Brief:
Transcribe every entry below word for word, but skip the pictures.

Items from a dataset:
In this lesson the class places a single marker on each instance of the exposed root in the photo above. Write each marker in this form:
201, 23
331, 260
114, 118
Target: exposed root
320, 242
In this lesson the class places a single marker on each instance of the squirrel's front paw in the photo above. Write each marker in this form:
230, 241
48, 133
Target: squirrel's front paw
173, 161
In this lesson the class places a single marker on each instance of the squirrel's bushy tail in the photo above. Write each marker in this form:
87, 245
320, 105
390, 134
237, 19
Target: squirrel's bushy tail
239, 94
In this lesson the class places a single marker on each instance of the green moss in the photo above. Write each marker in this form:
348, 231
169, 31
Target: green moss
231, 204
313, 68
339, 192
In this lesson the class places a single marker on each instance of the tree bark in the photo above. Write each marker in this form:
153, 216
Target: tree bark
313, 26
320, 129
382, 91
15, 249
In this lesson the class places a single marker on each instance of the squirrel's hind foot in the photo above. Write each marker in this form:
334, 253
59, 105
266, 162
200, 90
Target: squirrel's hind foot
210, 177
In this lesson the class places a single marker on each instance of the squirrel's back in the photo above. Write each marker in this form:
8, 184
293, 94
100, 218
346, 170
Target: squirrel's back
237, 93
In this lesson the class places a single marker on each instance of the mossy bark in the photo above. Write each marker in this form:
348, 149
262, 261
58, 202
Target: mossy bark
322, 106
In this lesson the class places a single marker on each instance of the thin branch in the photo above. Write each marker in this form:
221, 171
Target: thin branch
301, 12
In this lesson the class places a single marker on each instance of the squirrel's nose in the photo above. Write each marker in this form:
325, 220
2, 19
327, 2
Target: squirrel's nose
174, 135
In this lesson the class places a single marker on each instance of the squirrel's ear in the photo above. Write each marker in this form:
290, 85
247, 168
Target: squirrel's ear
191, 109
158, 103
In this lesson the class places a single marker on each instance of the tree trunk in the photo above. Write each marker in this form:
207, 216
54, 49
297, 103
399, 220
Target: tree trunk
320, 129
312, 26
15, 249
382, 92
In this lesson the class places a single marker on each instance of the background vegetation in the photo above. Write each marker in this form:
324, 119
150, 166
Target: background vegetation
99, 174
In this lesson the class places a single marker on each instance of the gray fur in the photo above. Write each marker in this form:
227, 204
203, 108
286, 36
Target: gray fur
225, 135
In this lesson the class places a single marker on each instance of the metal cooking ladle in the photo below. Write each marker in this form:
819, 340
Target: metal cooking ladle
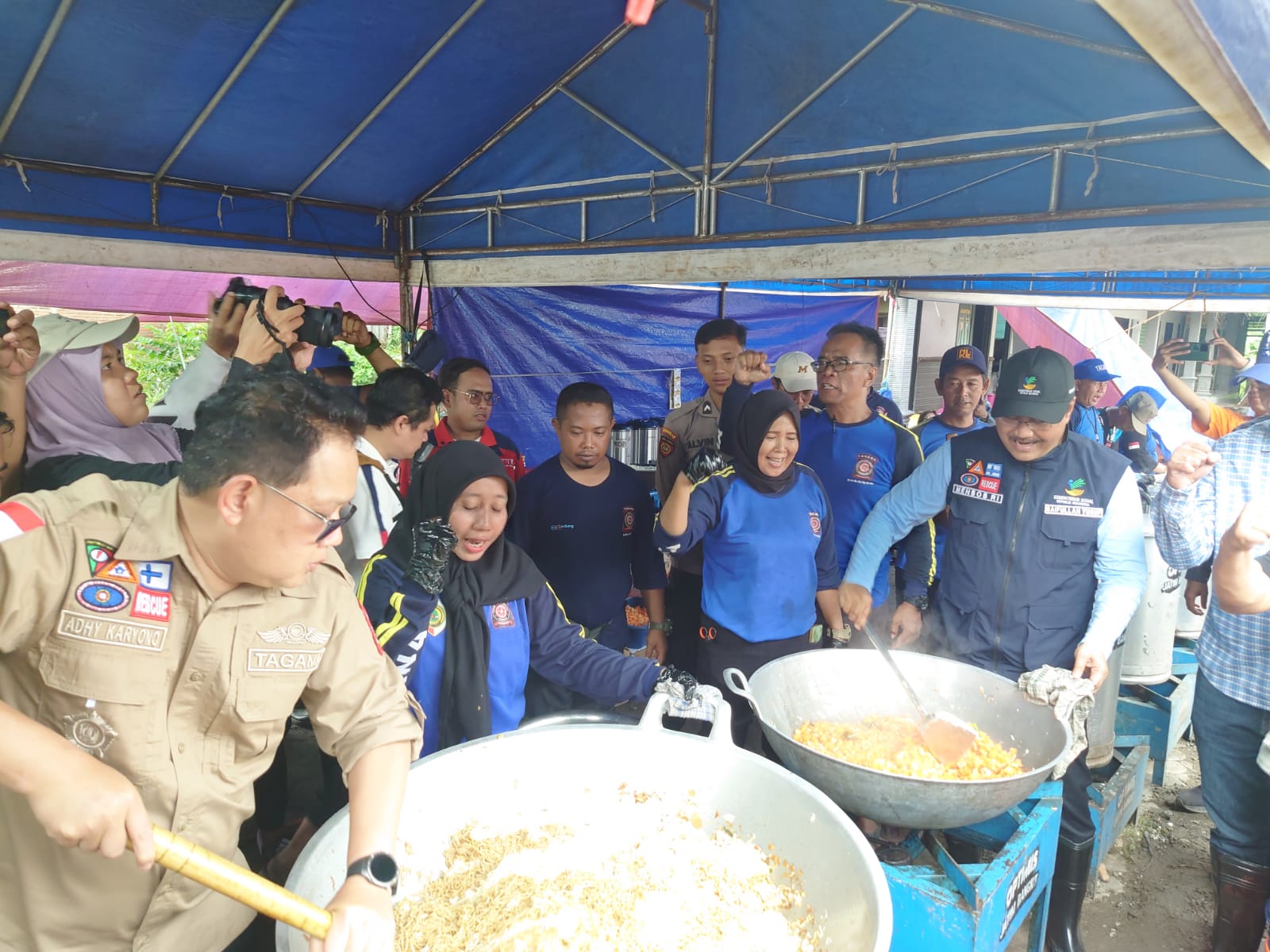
945, 735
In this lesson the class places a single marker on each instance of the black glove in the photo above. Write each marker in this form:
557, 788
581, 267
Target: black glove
706, 463
677, 683
433, 541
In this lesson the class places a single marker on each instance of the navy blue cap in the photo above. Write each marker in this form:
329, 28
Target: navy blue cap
963, 355
1094, 370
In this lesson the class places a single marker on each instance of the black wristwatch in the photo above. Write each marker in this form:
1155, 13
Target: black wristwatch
378, 869
920, 602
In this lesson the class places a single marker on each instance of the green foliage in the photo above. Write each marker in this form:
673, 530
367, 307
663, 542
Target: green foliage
160, 352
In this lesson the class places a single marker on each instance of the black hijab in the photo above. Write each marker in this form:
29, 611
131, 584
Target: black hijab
505, 573
753, 423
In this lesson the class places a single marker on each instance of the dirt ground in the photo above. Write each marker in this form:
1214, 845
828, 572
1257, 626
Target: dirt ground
1157, 895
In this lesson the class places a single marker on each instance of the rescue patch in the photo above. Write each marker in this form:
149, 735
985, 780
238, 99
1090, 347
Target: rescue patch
281, 659
1091, 512
976, 493
117, 570
867, 465
154, 606
98, 554
17, 520
99, 596
156, 577
102, 631
668, 442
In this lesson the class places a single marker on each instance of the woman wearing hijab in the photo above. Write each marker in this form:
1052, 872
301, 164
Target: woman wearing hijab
768, 535
88, 414
465, 615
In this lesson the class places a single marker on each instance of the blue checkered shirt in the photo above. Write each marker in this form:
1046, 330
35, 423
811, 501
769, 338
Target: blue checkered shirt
1235, 649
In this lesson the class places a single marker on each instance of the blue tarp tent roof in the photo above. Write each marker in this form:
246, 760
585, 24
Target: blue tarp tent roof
544, 141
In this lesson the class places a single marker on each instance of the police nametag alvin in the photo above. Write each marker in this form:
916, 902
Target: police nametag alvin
89, 731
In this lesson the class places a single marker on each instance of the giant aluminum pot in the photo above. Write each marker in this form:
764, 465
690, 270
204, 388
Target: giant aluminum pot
850, 685
565, 774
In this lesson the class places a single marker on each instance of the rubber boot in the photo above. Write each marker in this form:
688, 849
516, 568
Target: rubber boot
1067, 896
1242, 889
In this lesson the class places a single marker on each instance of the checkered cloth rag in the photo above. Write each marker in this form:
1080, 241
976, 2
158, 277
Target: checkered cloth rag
1072, 700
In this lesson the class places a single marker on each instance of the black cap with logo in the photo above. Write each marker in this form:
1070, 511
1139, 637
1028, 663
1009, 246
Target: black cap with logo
1037, 382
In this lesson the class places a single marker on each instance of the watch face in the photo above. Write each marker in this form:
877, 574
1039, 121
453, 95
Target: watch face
383, 867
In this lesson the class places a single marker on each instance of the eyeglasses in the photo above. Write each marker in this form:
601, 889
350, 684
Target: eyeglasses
476, 397
838, 365
346, 513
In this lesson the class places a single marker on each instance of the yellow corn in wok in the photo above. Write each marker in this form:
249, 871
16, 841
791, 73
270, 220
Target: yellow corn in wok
893, 746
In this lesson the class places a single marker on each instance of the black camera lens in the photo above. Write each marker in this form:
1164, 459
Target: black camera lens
321, 325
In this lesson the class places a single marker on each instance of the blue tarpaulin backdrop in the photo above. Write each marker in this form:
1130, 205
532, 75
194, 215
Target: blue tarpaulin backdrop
628, 340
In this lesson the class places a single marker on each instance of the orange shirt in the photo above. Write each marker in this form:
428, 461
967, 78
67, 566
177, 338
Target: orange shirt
1222, 420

Solution:
In this lesson the class places a single marker on each instance of the exposed root in the photo above. Write each marker in this form:
201, 23
331, 260
114, 118
Target: exposed root
320, 242
In this lesson the class places a single marker on each instance of the squirrel's front paw in the photo above. Write each marker in this form:
230, 241
48, 133
Target: squirrel's front paw
173, 161
In this lesson the class places a single marker on each instance of the squirrel's bushy tail in the photo above. Write each marker in this form:
87, 245
320, 105
390, 134
237, 19
Target: squirrel's bushy tail
239, 94
In this lesson the class places a single marker on each instance of the green moss in the photo above. Write each marker in this form:
348, 231
169, 31
Target: green moss
231, 204
313, 68
339, 192
In this lesson the class places a single marker on each instance of the tree bark in the photo above. Write each marker in this form:
153, 216
Target: tree bark
313, 26
320, 129
382, 91
15, 249
In this lesson the class places a single marker on each instance of the squirrel's hind foot in the photo above. Write each marker in this form:
334, 253
59, 105
266, 162
200, 90
Target: squirrel's hind foot
210, 177
In this lesson the class places a single marker on each instance of the squirrel's back in the photo above. Write each marker in this form:
8, 184
293, 94
100, 218
346, 170
Target: squirrel's back
237, 93
In this lesson the class places a single marker on each instance of the mossy bark in the photo above. Write each marker in this form:
348, 149
262, 261
58, 202
Target: mossy bark
322, 106
In this lesson the class places a single marker on each instance of the thin branch in the photo above. Write each marker in this form:
221, 171
Target: thin branch
301, 12
In this lesson the class places a single marker on each instance of the squirrel's nose in the photo above. Write each marker in this form:
325, 220
2, 19
327, 2
Target: squirrel's nose
174, 135
In this lesson the class places a single marker on each instance of the squirrel's ear in the photo above. Write each marker in this form:
290, 85
247, 168
Target: squirrel's ear
191, 109
158, 103
In this lesson the class places a single marker on each instance of the tree trunk in the photo above. Write each marker in this form:
207, 216
54, 49
297, 103
399, 220
Target: tree trunk
320, 129
312, 26
15, 249
382, 92
In this lesson the class places a single marker on each instance of the background vegetation in the photo above. Write each marker in this form:
324, 119
150, 166
Target: background vegetation
99, 174
In this lesson the class places a single marker on each instance of the gray fur in the photo above. Write each marker in this form:
227, 204
203, 108
286, 36
Target: gray fur
225, 135
In this lesson the class places a single marker on each instance of the metal cooking ladle in the photo below. Write each marker in this form:
819, 340
Target: metal cooking ladle
945, 735
In this lesson the class places a single marker on each instance of the black glove in the photo above. Write each marker in this form:
557, 788
581, 267
Target: black glove
706, 463
677, 683
433, 541
In this lesson the class places a single marker on each instance of the navy blue cap in the photo above. Write each marker in this form:
329, 28
Target: navy blue cap
963, 355
1094, 370
In this lesson the class places a single marker on each instance of the black wristwatch in the photo above. Write each marker in this form:
1155, 13
Target: black wristwatch
378, 869
920, 602
In this lesson the class places a single marker on each instance of the green foliage in the photo above. Write each marker in this form:
673, 530
367, 307
663, 542
Target: green foliage
160, 352
In this lesson the class places a single marker on each instance of the black hijab in the photo above. Write each marker in this form:
29, 611
131, 584
Target: black hijab
505, 573
753, 423
In this lesson the class places a single marker on each instance of the dirt ground in the photo above. Write each marker in this form:
1214, 845
828, 572
1257, 626
Target: dirt ground
1157, 895
In this lesson the class places a single marker on each instance of the rescue patch in the photo above. Write each marker in this form:
149, 735
985, 780
238, 99
1090, 347
Target: rescue patch
281, 659
1091, 512
976, 493
117, 570
867, 465
154, 606
98, 554
17, 520
99, 596
156, 577
102, 631
668, 442
In this lesson the class places a single marker on each instance of the woman wearing hijab in the photo above. Write each marker in this form:
1052, 872
301, 164
Target: woman wearing hijab
768, 535
88, 414
465, 615
In this lesson the class places a single marker on each instance of the blue checkered shirt in the photo above. Write each marker in this form:
1046, 330
35, 423
811, 501
769, 338
Target: blue checkered shirt
1235, 649
In this lesson the class places a single marker on each instance of the blue tarp tent roof in the photo above. Write each marker in this form:
246, 760
585, 24
Target: blue tarp tent roof
544, 141
In this lesson the class places a single marker on each instance of the police nametag alvin in the photo above. Write each marker in this form:
916, 902
Target: police nametag alvin
89, 731
In this lesson the class places a single marker on each instance of the giant aluminum pot in the photo above. Write each marker in this form:
764, 465
690, 270
204, 388
Target: giant aluminum pot
850, 685
565, 774
In this lesson the class places a single marker on each instance of the rubber boot in the photo above. Write each marker in this form:
688, 849
516, 568
Target: rubber boot
1067, 896
1242, 889
In this lesson the class places a single marker on each instance of the checkered cloth rag in the photo above. Write each marker in this form:
1080, 241
976, 2
158, 277
Target: checkered cloth rag
1072, 700
In this lesson the class places a single marker on each instance of the black cap with logo in the photo above. Write each marker in this form:
1070, 511
1139, 637
1028, 663
1009, 246
Target: black cap with logo
1037, 382
In this lesson the class places a single marker on each instance of the watch face in the photo above. Write each marker in this form:
877, 574
1039, 121
453, 95
Target: watch face
383, 867
In this lesson the class places a single marker on each instance of the eyeglasses in the photo above. Write each marker in this form:
601, 889
350, 684
Target: eyeglasses
476, 397
838, 365
346, 513
In this lesson the class places a single marker on each instance of the yellow corn in wok in the photo above. Write each marker in this form:
249, 871
16, 841
791, 73
270, 220
Target: yellow corn in wok
893, 746
In this lesson the class places a single marker on each instance of the black camera lens in the photo above. Write each marker in this form:
1164, 459
Target: black camera lens
321, 325
In this lesson the class places a single marker on each instance of the blue tarpaulin backdrop in the photo above. Write each marker in this form:
1130, 205
532, 75
194, 215
Target: blue tarpaulin backdrop
628, 340
In this lesson the class places a single marker on each instance of the orange shirt in the photo above. Write each marker in this form:
428, 461
967, 78
67, 566
177, 338
Target: orange shirt
1222, 420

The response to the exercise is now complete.